The required output is all lines below that contain the word "path".

Supplied material.

________________________

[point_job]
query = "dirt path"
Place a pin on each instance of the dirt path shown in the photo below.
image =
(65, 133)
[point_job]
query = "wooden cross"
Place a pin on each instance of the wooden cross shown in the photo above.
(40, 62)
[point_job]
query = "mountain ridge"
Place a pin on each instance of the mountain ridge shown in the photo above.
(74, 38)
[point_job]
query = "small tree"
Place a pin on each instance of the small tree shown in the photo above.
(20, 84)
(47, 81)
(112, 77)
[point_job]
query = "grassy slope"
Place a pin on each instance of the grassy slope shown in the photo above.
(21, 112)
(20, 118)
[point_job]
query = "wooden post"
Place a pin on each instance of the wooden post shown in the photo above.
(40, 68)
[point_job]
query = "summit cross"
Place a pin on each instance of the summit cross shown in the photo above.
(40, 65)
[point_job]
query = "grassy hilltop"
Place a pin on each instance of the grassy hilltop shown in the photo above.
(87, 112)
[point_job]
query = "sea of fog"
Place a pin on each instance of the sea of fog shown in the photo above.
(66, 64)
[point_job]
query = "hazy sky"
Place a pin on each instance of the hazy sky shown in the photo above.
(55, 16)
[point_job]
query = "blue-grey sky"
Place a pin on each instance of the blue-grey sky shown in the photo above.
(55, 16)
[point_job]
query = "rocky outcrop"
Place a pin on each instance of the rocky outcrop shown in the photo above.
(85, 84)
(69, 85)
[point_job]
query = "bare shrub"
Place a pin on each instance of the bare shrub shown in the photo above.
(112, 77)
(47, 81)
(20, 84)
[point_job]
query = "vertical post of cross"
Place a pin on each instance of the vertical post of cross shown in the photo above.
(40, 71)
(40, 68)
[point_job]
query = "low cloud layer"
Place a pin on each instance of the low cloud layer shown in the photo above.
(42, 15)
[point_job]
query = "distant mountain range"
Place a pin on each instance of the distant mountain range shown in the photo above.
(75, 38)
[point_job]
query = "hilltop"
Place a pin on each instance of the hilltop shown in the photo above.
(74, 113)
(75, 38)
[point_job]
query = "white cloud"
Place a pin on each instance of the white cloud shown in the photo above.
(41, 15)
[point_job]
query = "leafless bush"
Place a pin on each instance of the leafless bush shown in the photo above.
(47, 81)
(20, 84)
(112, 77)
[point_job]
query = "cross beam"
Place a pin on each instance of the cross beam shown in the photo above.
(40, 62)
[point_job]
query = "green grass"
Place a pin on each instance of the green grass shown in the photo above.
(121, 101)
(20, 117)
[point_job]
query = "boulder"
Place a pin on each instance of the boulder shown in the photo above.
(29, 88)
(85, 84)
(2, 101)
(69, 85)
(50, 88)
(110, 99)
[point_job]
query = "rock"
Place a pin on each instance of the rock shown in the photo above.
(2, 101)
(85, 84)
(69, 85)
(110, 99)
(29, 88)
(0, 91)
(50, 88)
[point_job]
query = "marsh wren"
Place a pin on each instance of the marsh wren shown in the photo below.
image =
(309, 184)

________________________

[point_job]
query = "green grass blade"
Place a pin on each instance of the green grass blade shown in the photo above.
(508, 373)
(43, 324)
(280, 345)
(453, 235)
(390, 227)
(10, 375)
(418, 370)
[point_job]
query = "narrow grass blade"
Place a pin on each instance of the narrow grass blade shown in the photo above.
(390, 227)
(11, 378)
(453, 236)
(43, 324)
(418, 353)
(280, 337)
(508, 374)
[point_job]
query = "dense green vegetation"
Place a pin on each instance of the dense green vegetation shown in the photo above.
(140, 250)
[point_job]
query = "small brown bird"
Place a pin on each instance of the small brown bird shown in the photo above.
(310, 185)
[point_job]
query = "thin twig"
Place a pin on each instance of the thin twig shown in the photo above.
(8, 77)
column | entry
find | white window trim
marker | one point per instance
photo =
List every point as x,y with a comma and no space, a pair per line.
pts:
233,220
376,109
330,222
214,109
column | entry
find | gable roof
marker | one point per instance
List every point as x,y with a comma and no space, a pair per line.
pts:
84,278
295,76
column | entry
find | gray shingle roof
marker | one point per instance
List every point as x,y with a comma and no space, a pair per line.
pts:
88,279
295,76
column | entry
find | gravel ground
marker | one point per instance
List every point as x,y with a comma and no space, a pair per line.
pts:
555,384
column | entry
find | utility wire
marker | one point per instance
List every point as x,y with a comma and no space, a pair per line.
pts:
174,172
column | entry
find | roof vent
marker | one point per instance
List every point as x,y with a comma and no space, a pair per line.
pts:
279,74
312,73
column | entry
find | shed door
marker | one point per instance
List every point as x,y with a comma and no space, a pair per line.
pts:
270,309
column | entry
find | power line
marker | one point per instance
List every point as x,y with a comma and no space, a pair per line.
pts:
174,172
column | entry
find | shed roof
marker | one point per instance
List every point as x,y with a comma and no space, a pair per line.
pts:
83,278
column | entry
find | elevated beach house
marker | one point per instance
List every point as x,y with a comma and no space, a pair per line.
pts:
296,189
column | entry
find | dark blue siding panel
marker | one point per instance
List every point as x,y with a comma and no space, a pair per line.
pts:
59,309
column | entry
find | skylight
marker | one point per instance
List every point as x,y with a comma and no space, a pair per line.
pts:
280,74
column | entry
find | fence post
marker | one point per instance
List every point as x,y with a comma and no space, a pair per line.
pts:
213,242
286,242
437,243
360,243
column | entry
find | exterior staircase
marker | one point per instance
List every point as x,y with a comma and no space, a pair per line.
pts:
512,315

________________________

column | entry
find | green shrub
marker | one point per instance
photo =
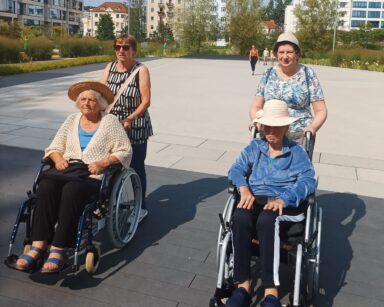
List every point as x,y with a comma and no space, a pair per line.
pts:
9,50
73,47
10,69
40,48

________________________

Solution.
query = "dirt path"
Place a pin on each instance of the dirt path shown in the photo below.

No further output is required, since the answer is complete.